'''

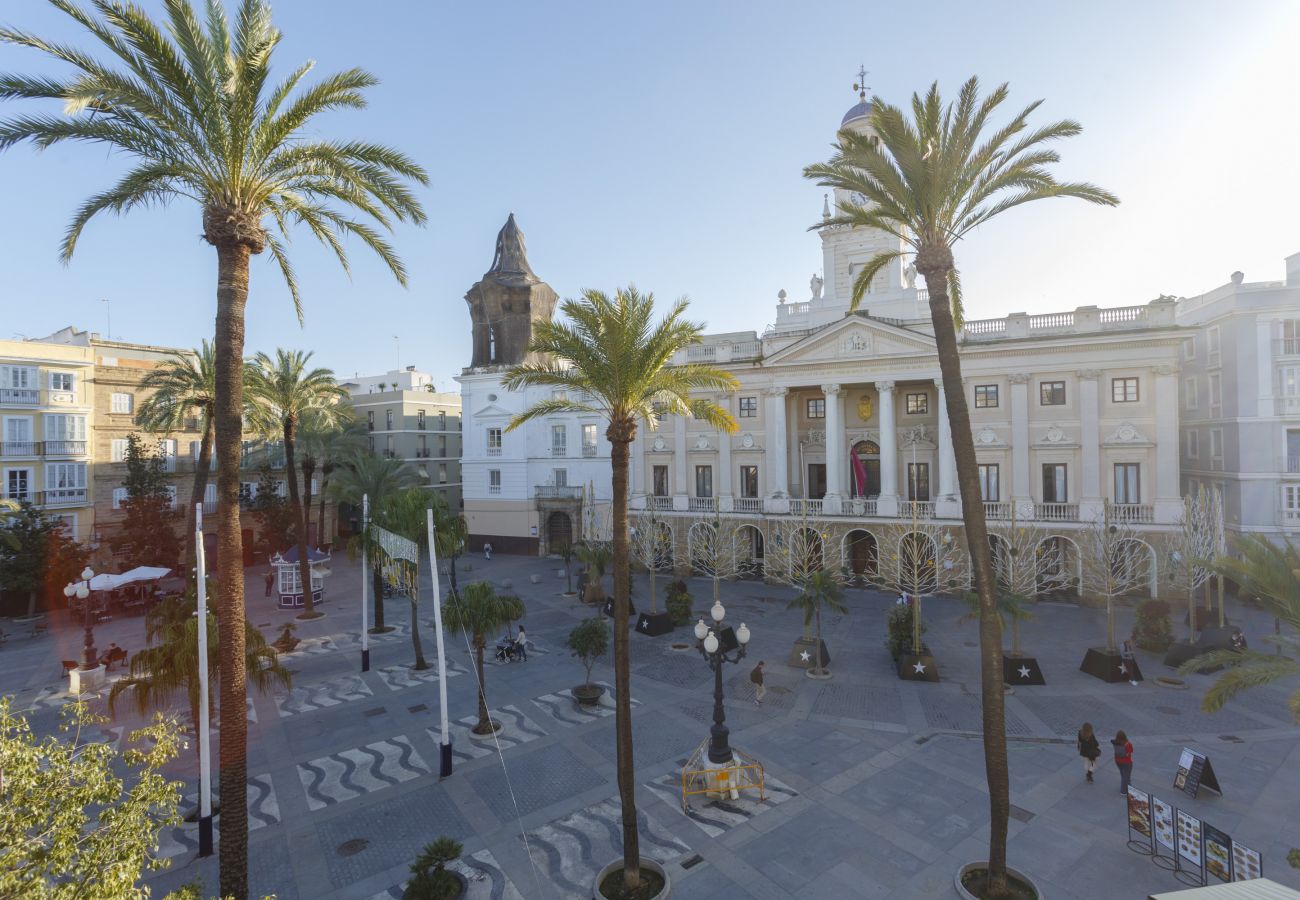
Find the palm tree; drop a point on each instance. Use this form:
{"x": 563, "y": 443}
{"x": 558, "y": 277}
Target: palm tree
{"x": 818, "y": 591}
{"x": 928, "y": 182}
{"x": 369, "y": 475}
{"x": 284, "y": 392}
{"x": 189, "y": 103}
{"x": 619, "y": 362}
{"x": 170, "y": 661}
{"x": 1272, "y": 572}
{"x": 479, "y": 610}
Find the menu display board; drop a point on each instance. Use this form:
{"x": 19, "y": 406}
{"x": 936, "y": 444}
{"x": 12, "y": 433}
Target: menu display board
{"x": 1162, "y": 820}
{"x": 1139, "y": 812}
{"x": 1246, "y": 862}
{"x": 1190, "y": 838}
{"x": 1218, "y": 861}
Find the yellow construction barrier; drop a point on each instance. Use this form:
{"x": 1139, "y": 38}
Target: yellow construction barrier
{"x": 720, "y": 783}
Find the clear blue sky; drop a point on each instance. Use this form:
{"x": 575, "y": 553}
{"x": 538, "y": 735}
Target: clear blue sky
{"x": 663, "y": 143}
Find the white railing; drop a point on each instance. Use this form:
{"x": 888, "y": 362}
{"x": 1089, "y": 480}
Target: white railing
{"x": 1056, "y": 511}
{"x": 997, "y": 510}
{"x": 1135, "y": 513}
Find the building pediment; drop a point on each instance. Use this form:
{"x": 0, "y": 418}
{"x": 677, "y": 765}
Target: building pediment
{"x": 853, "y": 337}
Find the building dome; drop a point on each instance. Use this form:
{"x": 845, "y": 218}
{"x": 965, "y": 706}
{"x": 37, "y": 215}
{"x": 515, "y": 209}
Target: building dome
{"x": 862, "y": 109}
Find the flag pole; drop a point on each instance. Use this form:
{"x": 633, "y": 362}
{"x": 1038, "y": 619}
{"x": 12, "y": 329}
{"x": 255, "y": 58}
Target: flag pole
{"x": 445, "y": 743}
{"x": 204, "y": 743}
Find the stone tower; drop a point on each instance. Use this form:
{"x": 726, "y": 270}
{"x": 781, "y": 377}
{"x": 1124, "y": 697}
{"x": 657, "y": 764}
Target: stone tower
{"x": 506, "y": 302}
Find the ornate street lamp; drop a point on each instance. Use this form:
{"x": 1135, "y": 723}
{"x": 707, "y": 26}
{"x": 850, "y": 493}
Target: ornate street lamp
{"x": 715, "y": 653}
{"x": 81, "y": 589}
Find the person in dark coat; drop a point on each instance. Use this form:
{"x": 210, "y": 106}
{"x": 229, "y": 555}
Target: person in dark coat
{"x": 1090, "y": 749}
{"x": 1123, "y": 758}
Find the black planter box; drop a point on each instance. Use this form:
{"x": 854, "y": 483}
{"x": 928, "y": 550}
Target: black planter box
{"x": 1109, "y": 666}
{"x": 654, "y": 623}
{"x": 918, "y": 666}
{"x": 1021, "y": 670}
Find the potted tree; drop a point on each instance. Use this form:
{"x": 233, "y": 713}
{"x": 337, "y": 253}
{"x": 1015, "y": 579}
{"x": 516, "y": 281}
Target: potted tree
{"x": 589, "y": 641}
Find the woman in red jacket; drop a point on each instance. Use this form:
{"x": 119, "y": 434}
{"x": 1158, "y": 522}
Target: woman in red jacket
{"x": 1123, "y": 758}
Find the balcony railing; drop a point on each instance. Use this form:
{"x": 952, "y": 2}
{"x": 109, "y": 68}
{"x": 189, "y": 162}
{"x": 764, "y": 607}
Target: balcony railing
{"x": 1134, "y": 513}
{"x": 20, "y": 397}
{"x": 997, "y": 510}
{"x": 1056, "y": 511}
{"x": 20, "y": 449}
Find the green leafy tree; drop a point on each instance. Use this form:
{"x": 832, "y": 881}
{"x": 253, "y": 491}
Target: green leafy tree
{"x": 78, "y": 818}
{"x": 930, "y": 180}
{"x": 147, "y": 535}
{"x": 284, "y": 392}
{"x": 37, "y": 557}
{"x": 614, "y": 355}
{"x": 819, "y": 591}
{"x": 479, "y": 610}
{"x": 368, "y": 475}
{"x": 169, "y": 665}
{"x": 190, "y": 104}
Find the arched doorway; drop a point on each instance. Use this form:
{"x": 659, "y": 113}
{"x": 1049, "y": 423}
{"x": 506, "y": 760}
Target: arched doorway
{"x": 865, "y": 477}
{"x": 862, "y": 553}
{"x": 559, "y": 532}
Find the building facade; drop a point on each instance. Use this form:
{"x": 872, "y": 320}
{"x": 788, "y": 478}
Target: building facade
{"x": 406, "y": 419}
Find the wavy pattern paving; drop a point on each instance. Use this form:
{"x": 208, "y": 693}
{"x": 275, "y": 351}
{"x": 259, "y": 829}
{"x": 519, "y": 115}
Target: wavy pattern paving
{"x": 354, "y": 773}
{"x": 718, "y": 817}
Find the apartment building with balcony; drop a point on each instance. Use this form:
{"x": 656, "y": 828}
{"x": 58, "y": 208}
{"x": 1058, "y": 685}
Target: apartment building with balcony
{"x": 46, "y": 422}
{"x": 406, "y": 419}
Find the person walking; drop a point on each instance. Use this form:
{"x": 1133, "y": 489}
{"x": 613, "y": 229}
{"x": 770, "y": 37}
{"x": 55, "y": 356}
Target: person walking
{"x": 759, "y": 688}
{"x": 1123, "y": 758}
{"x": 1090, "y": 749}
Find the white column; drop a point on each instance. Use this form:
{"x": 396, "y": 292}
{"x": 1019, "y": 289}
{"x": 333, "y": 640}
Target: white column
{"x": 1169, "y": 505}
{"x": 888, "y": 444}
{"x": 947, "y": 458}
{"x": 1090, "y": 438}
{"x": 778, "y": 446}
{"x": 835, "y": 451}
{"x": 1021, "y": 438}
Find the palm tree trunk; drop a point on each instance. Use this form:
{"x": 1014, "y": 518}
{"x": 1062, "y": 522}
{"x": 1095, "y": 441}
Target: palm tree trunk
{"x": 200, "y": 489}
{"x": 620, "y": 436}
{"x": 295, "y": 501}
{"x": 935, "y": 265}
{"x": 232, "y": 295}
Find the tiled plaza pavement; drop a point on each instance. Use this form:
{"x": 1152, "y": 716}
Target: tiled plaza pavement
{"x": 875, "y": 786}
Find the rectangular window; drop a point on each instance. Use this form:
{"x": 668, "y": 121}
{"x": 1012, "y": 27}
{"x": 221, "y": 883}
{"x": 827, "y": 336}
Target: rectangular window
{"x": 661, "y": 480}
{"x": 918, "y": 481}
{"x": 1123, "y": 390}
{"x": 989, "y": 489}
{"x": 1056, "y": 488}
{"x": 703, "y": 480}
{"x": 1127, "y": 483}
{"x": 986, "y": 397}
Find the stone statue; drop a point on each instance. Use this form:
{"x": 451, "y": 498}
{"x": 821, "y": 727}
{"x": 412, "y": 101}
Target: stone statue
{"x": 909, "y": 276}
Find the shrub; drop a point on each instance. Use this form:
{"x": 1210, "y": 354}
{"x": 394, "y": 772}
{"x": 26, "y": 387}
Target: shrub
{"x": 1152, "y": 630}
{"x": 679, "y": 602}
{"x": 429, "y": 877}
{"x": 900, "y": 628}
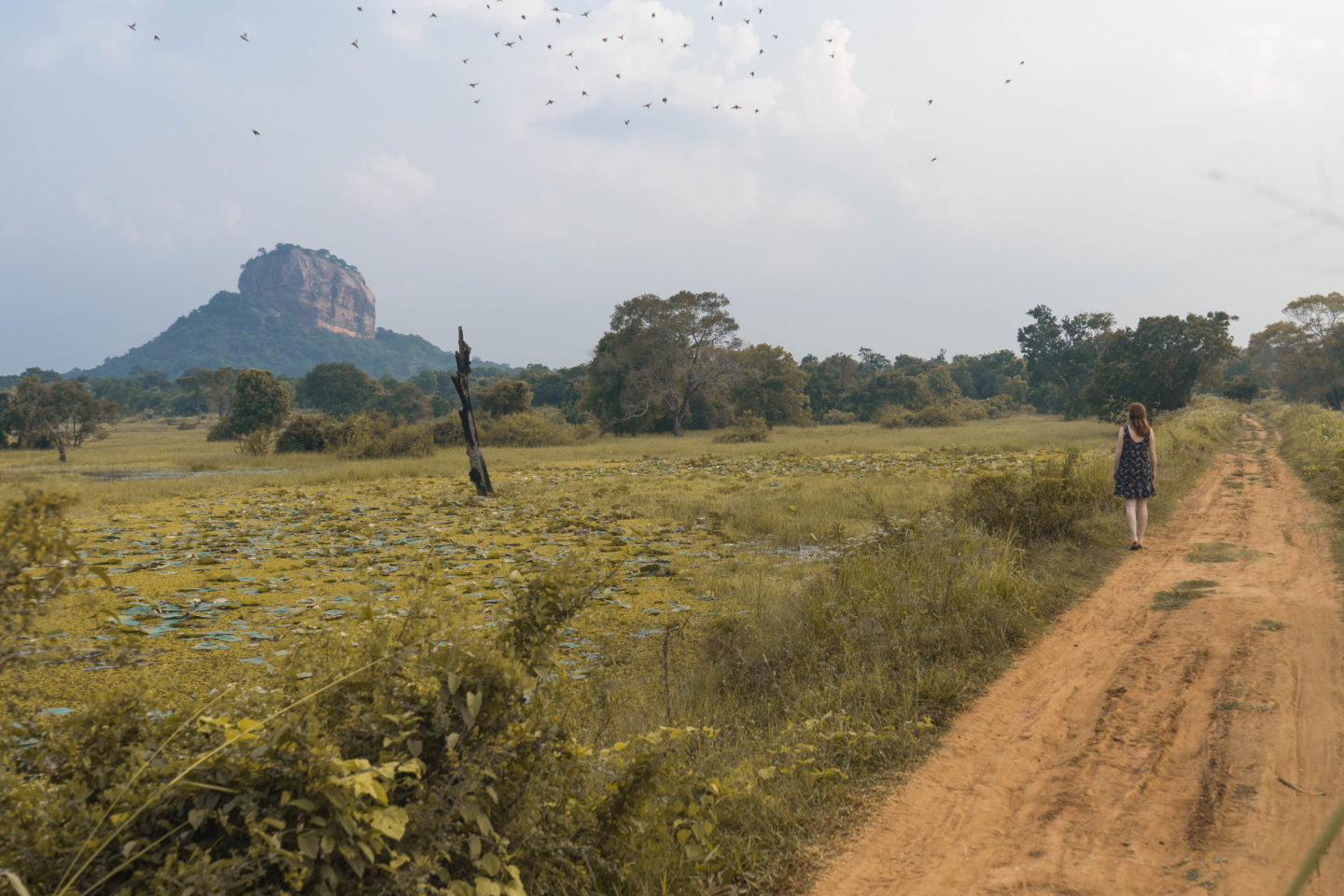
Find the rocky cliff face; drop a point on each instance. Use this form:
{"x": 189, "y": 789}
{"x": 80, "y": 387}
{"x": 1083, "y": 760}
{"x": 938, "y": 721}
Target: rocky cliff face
{"x": 323, "y": 292}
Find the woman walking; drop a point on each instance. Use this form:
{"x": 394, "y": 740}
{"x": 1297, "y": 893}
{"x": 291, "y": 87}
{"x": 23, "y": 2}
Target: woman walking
{"x": 1135, "y": 469}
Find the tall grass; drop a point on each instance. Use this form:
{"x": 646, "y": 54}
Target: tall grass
{"x": 707, "y": 763}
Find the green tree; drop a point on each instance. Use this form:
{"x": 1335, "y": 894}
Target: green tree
{"x": 261, "y": 403}
{"x": 668, "y": 354}
{"x": 338, "y": 388}
{"x": 1304, "y": 357}
{"x": 52, "y": 414}
{"x": 500, "y": 398}
{"x": 983, "y": 376}
{"x": 1159, "y": 361}
{"x": 1060, "y": 357}
{"x": 833, "y": 383}
{"x": 770, "y": 385}
{"x": 405, "y": 402}
{"x": 562, "y": 388}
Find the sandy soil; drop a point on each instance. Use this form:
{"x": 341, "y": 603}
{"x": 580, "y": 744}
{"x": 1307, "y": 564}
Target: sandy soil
{"x": 1148, "y": 751}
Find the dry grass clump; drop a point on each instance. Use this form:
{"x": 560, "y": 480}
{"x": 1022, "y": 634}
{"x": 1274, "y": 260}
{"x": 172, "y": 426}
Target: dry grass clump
{"x": 437, "y": 757}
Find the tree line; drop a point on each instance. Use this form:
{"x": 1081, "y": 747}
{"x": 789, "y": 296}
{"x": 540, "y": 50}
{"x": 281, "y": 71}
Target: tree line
{"x": 678, "y": 363}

'''

*ASSIGNMENT:* Find the line containing "Find the stone statue;" in the records above and restate it, and each line after it through the end, word for word, dropping the pictures.

*ANSWER TO THE EXERCISE:*
Find the stone statue; drop a point on each instance. Use this form:
{"x": 451, "y": 498}
{"x": 821, "y": 727}
{"x": 412, "y": 101}
Target: stone statue
{"x": 909, "y": 276}
Find the shrub; drop a point on each instance. Use this form:
{"x": 1210, "y": 354}
{"x": 394, "y": 772}
{"x": 26, "y": 387}
Target: shrub
{"x": 1152, "y": 630}
{"x": 679, "y": 602}
{"x": 429, "y": 877}
{"x": 900, "y": 628}
Find the rocky cliff face; drop a point on each instance. Use this form:
{"x": 189, "y": 789}
{"x": 80, "y": 387}
{"x": 1083, "y": 760}
{"x": 938, "y": 721}
Target: rocky cliff face
{"x": 323, "y": 292}
Find the woman walking; drop a point on each instance. Use this form:
{"x": 394, "y": 740}
{"x": 1297, "y": 893}
{"x": 291, "y": 87}
{"x": 23, "y": 2}
Target: woman walking
{"x": 1135, "y": 469}
Find the tall grass; drop a point on each instance. Use this form:
{"x": 646, "y": 54}
Target: tall grass
{"x": 707, "y": 763}
Find the green tree; drop a point on each instance. Use this form:
{"x": 1335, "y": 894}
Target: green tree
{"x": 261, "y": 403}
{"x": 668, "y": 354}
{"x": 338, "y": 388}
{"x": 1304, "y": 357}
{"x": 52, "y": 414}
{"x": 500, "y": 398}
{"x": 983, "y": 376}
{"x": 1159, "y": 361}
{"x": 1060, "y": 357}
{"x": 833, "y": 383}
{"x": 770, "y": 385}
{"x": 405, "y": 402}
{"x": 562, "y": 388}
Find the sandy soil; drop a point on each instance. Use this form:
{"x": 341, "y": 603}
{"x": 580, "y": 744}
{"x": 1307, "y": 564}
Target: sandy soil
{"x": 1148, "y": 751}
Find the dry grass clump; drop a point on each instance. Use this form:
{"x": 560, "y": 480}
{"x": 1022, "y": 634}
{"x": 1274, "y": 260}
{"x": 172, "y": 426}
Target: dry grass clump
{"x": 437, "y": 757}
Find the tree line; drop a point on each instance. Use this form:
{"x": 1081, "y": 747}
{"x": 789, "y": 296}
{"x": 540, "y": 50}
{"x": 281, "y": 71}
Target: tree line
{"x": 678, "y": 363}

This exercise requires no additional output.